To do: Retype the records below word for word, covering all of them. Leave the pictures out of your copy.

_ _ _ _

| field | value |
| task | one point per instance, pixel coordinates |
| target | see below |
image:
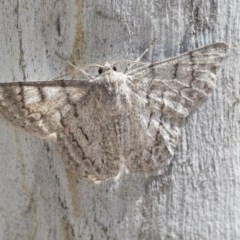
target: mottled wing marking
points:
(116, 119)
(172, 90)
(39, 106)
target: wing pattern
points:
(131, 120)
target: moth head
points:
(107, 67)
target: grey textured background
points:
(197, 197)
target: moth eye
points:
(100, 70)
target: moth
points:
(116, 120)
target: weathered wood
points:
(197, 197)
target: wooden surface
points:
(197, 197)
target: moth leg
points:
(131, 65)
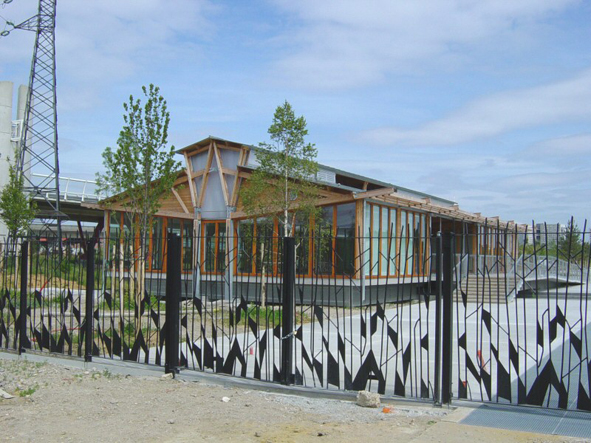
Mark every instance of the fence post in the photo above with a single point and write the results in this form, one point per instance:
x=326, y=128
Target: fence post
x=438, y=292
x=173, y=291
x=23, y=342
x=287, y=313
x=447, y=326
x=89, y=311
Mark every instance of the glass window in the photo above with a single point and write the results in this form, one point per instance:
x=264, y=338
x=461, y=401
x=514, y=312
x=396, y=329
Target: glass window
x=384, y=229
x=375, y=239
x=245, y=232
x=157, y=242
x=221, y=249
x=264, y=244
x=392, y=240
x=187, y=245
x=403, y=243
x=302, y=240
x=115, y=225
x=323, y=244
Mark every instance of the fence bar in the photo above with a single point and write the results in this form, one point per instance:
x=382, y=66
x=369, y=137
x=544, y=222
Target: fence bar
x=288, y=309
x=438, y=291
x=173, y=291
x=447, y=327
x=23, y=342
x=89, y=321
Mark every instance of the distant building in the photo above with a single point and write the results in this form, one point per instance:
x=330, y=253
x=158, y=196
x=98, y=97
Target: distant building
x=10, y=129
x=549, y=233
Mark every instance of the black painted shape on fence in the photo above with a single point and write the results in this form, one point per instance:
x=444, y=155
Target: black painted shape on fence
x=288, y=308
x=447, y=326
x=89, y=321
x=22, y=319
x=173, y=292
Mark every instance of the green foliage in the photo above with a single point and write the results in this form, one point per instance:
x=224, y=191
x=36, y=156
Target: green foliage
x=571, y=246
x=17, y=211
x=141, y=169
x=281, y=184
x=269, y=315
x=27, y=391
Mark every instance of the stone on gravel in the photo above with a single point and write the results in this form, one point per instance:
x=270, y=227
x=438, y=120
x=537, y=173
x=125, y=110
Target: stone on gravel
x=368, y=399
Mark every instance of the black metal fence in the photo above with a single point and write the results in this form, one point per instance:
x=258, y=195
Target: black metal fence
x=471, y=316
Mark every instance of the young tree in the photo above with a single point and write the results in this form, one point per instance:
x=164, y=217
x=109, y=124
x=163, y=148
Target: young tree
x=17, y=211
x=141, y=169
x=281, y=183
x=570, y=245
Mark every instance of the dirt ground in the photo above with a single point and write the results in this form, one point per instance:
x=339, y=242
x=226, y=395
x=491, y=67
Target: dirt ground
x=52, y=402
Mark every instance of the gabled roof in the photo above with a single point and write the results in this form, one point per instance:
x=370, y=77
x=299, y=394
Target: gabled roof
x=376, y=183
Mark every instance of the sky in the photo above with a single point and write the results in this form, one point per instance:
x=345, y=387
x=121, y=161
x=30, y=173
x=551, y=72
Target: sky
x=483, y=102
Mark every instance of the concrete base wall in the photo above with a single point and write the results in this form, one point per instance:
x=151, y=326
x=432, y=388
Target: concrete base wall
x=306, y=294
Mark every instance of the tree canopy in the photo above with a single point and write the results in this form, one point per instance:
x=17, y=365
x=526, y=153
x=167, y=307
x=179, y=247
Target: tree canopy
x=17, y=211
x=142, y=168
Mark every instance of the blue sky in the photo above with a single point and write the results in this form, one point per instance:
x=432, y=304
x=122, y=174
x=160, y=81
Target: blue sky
x=487, y=103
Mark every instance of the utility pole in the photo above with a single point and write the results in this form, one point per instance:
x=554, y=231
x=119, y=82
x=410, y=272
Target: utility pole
x=38, y=147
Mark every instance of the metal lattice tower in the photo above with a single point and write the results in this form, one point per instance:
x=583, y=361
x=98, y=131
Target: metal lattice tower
x=39, y=142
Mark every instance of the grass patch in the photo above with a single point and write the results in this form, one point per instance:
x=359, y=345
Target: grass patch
x=28, y=391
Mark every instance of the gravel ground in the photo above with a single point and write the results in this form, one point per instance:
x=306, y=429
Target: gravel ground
x=53, y=402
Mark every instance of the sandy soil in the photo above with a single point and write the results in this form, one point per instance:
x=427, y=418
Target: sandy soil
x=58, y=403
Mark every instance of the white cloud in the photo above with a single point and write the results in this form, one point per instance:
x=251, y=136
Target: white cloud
x=568, y=100
x=573, y=145
x=101, y=43
x=350, y=43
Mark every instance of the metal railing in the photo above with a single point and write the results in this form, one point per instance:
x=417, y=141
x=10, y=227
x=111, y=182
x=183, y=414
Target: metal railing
x=73, y=190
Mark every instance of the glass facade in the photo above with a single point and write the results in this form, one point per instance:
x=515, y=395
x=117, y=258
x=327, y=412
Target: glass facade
x=394, y=243
x=397, y=241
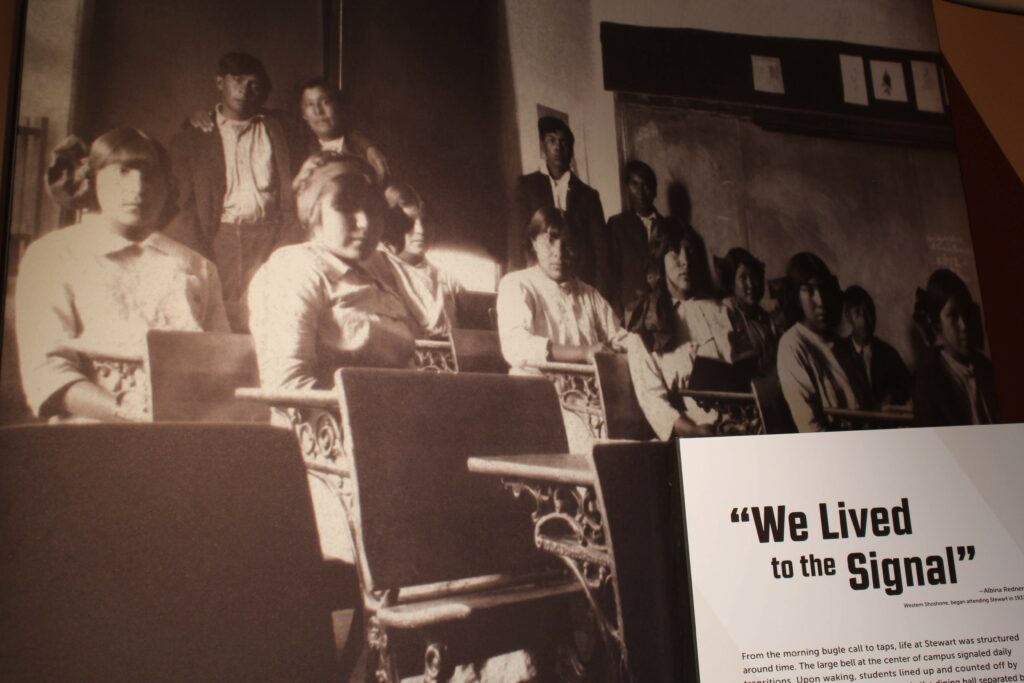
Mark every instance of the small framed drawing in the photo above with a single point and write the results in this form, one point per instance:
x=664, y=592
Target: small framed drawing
x=888, y=82
x=854, y=83
x=767, y=74
x=927, y=88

_ _ _ _

Reply to the exercise:
| field | value |
| task | one point per instance, pixel coordinates |
| target | see below |
image:
target: mottled wing marking
points:
(116, 119)
(172, 90)
(39, 106)
target: wing pattern
points:
(131, 120)
target: moth head
points:
(107, 67)
target: grey textured background
points:
(197, 197)
target: moth eye
points:
(100, 70)
target: moth
points:
(116, 120)
target: weathered wood
points:
(197, 197)
target: wooden surface
points:
(197, 197)
target: moth leg
points:
(131, 65)
Mark every instance of the fence post in the photo above with a single point and write the results in this form, one point per instance:
x=326, y=128
Target: fence post
x=438, y=292
x=173, y=291
x=23, y=342
x=287, y=313
x=447, y=326
x=89, y=311
Mark every instance of the glass window in the photo above with a single point and write the results in this form, one point per instance:
x=264, y=338
x=461, y=401
x=514, y=312
x=396, y=329
Target: glass window
x=384, y=229
x=375, y=239
x=245, y=232
x=157, y=242
x=221, y=249
x=264, y=244
x=392, y=240
x=187, y=245
x=403, y=243
x=302, y=240
x=115, y=225
x=323, y=244
Mark every instance of the fence bar in the photo above with a single point and write the results in this form, one point per instance:
x=382, y=66
x=369, y=137
x=544, y=222
Target: fence bar
x=288, y=309
x=438, y=291
x=173, y=291
x=447, y=327
x=23, y=342
x=89, y=321
Mark every instance of the distant building in the photo above with a single point and write the results in this form, one point per instance:
x=330, y=253
x=158, y=196
x=98, y=97
Target: distant building
x=10, y=129
x=549, y=233
Mark every instance of the black painted shape on fence in the photo above with a single point and write the results in this form, one point per instance:
x=444, y=155
Target: black painted shape on fence
x=288, y=308
x=447, y=326
x=89, y=321
x=22, y=319
x=173, y=292
Mark every instance of the green foliage in the photo above with a single point and write the results in this form, one point per instance:
x=224, y=191
x=36, y=156
Target: green foliage
x=571, y=246
x=17, y=211
x=141, y=169
x=281, y=184
x=269, y=315
x=27, y=391
Mark every instance of the stone on gravel in the photo above with a single point and write the results in this form, one point per instance:
x=270, y=227
x=438, y=120
x=537, y=173
x=125, y=110
Target: stone on gravel
x=368, y=399
Mark every instance of the black metal fence in the photo above with a single point and write the results in this form, one point per instance:
x=258, y=195
Target: black metal fence
x=471, y=316
Mark every instance of the young tree in the photo above with a single point and write the results in this form, one point per instance:
x=164, y=217
x=109, y=124
x=163, y=148
Target: young tree
x=17, y=211
x=141, y=169
x=281, y=183
x=570, y=245
Mark every instance of the dirt ground in the photo above with a single point and write the results in this form, one point per instance:
x=339, y=242
x=226, y=395
x=491, y=67
Target: dirt ground
x=52, y=402
Mark every instance of the gabled roof in the photo above with a single point and write the results in this form, one point per instance:
x=370, y=77
x=299, y=394
Target: gabled roof
x=376, y=183
Mark every instance of the sky in the photo above with a single point and write the results in this form, one point per instance:
x=345, y=387
x=121, y=161
x=30, y=173
x=551, y=72
Target: sky
x=483, y=102
Mark every instance of the concrete base wall in the photo above with a single point and write the results in this form, one point per instance:
x=151, y=326
x=432, y=388
Target: concrete base wall
x=306, y=294
Mark every instance of the tree canopy in the photo above with a single point and write the results in this form, one point per instance:
x=17, y=365
x=526, y=153
x=167, y=307
x=179, y=247
Target: tree canopy
x=17, y=211
x=142, y=168
Mark every instance of the blue sky in the photo above with a single point and write the results in this form, one point per instance:
x=432, y=304
x=122, y=174
x=160, y=81
Target: blue sky
x=487, y=103
Mark every instance of the utility pole in the photo above with a single point and write the results in this form, one point per instance:
x=554, y=231
x=119, y=82
x=410, y=272
Target: utility pole
x=38, y=147
Mark every instance of the metal lattice tower in the photo above with a single point and write the results in this form, one point per instance:
x=583, y=361
x=98, y=131
Target: metal lattice tower
x=39, y=142
Mark every instance of the grass patch in the photo above with a single point and write the results in this form, one point per instance:
x=359, y=345
Target: grass patch
x=28, y=391
Mark every instance of the gravel ground in the photo above with a single point and write the results in this form, one point per instance:
x=306, y=429
Target: gravel ground
x=53, y=402
Mark every instance of the sandy soil in the photo above with a single point and write the results in this form, one point per instance:
x=427, y=418
Target: sandy soil
x=58, y=403
Mark every instance of the white cloud in the photo above with a single point and write the results in this form, one point per instance:
x=251, y=136
Target: white cloud
x=568, y=100
x=573, y=145
x=101, y=43
x=350, y=43
Mark every instance of the metal railing in the photo above with a single point and write the results in this form, one point per instance:
x=417, y=141
x=10, y=227
x=111, y=182
x=183, y=414
Target: metal railing
x=73, y=190
Mark every instance of the glass facade in the photo above with a single point and write the results in this form, one point per instance:
x=515, y=395
x=117, y=258
x=327, y=412
Target: glass facade
x=394, y=243
x=397, y=241
Mark every instance of the small framed drawing in the photo above with a single point and write the results in this form, one point per instance:
x=664, y=592
Target: small framed drawing
x=888, y=82
x=854, y=83
x=767, y=74
x=927, y=88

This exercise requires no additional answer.